CLIMATE/TERRAIN:Any city or rural
FREQUENCY:Uncommon or rare
ORGANISATION:Pair or flock
MOVEMENT:1, Fly 24 (B)
HIT DICE:1-4 hp
SPECIAL DEFENCES:Nests in razorvine
SIZE:T (4″ long)
MORALE:Variable (see below)
AD&D 2e statistics

The scarling appears to be a close relative of the common starling, and is only slightly more dingy and sooty-grey than its cousin. It has dull, greasy feathers, a yellow-brown beak, and thin, grey legs. It is a bird native to Baator, but has spread throughout the lower planes, The Outlands, several prime worlds, and most recently to the city of Sigil. It prefers to live amongst people and other humanoid races in large cities, where it is often seen picking at garbage heaps and trash pits.

COMBAT: While feeding, roosting, flocking in trees or on buildings, the scarling is very likely to flee (morale: 2-10) from anything larger than itself. However, the scarling aggressively defends its nest and young, and if anything comes within three feet of its nest it will attack with as much ferocity as it can give (morale: 18). It attacks the face and eyes of its enemies with its beak and tiny talons. It is unable to claw or peck through anything tougher than cloth, and the sum of its attack is only 1 hp of damage. However, even the most superficial scratches on exposed flesh will become infected (no save) within 4 to 6 hours, requiring a combination of cure disease and a cure light wounds spell.

If scarling wounds are not treated with magical healing after this time, horrible scarring will occur, reducing the scarling victim’s Charisma by 1. If curative magics are not applied within 20 hours, infection and blood poisoning will kill the scarling victim. Scarlings acquire germs from the garbage and offal of dozens of planar races, and only those creatures completely immune to disease and poison are unaffected by the bird’s infectious diseases.

Scarlings prefer to build woven nests within bushes, cavities, under eaves and awnings, or almost anywhere. They have been observed building nests and living amongst razorvine, seemingly without harm from the vine’s sharp stems.

HABITAT/SOCIETY: Scarlings flock once per year to pair up for the remainder of the year. A pair constructs a nest away from excessive human activity, and proceeds to lay 2 – 8 eggs and raise a brood to maturity. Adults will feed and protect their young for one month, when the young fledge the nest and are on their own. A mated pair of scarlings may produce 1-3 broods per year. Juvenile scarlings are able to mate 3 months after fledging the nest.

ECOLOGY: Scarlings are true scavengers, and serve to clean up what others leave behind. Scarlings thrive where there is food that is easy for them to scavenge. They will nest near granaries, garbage dumps, and city bazaars, or wherever humanity may leave the scarling a bite to eat. Where the scarling works to clean up in the day, rats take over the task by night.

Scarlings have been known to nest in boxes provided by those who want to deter thieves. The rich, royal, and others who wish to keep their wealth, privacy or secrets to themselves have set up scarling nest boxes on perimeter walls and castle entryways. A thief trying to enter such areas and disturbs a scarling nest is literally marked for life, if he survives the scarling infections.

Collected data –
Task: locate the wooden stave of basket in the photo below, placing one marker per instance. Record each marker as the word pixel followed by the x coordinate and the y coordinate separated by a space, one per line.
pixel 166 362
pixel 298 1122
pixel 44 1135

Exercise instructions –
1. (a) In the scarling entry, how many eggs does a pair lay?
(b) For how long do adults feed and protect their young?
(c) What is the scarling's morale when something comes within three feet of its nest?
2. Rewrite the part of the scarling entry that opens with the words containing "AD&D 2e statistics" and closes with "and trash pits.", swapping "garbage heaps" for "refuse heaps".

Responses to the exercise –
1.
(a) 2 – 8 eggs
(b) One month
(c) 18

2.
AD&D 2e statistics

The scarling appears to be a close relative of the common starling, and is only slightly more dingy and sooty-grey than its cousin. It has dull, greasy feathers, a yellow-brown beak, and thin, grey legs. It is a bird native to Baator, but has spread throughout the lower planes, The Outlands, several prime worlds, and most recently to the city of Sigil. It prefers to live amongst people and other humanoid races in large cities, where it is often seen picking at refuse heaps and trash pits.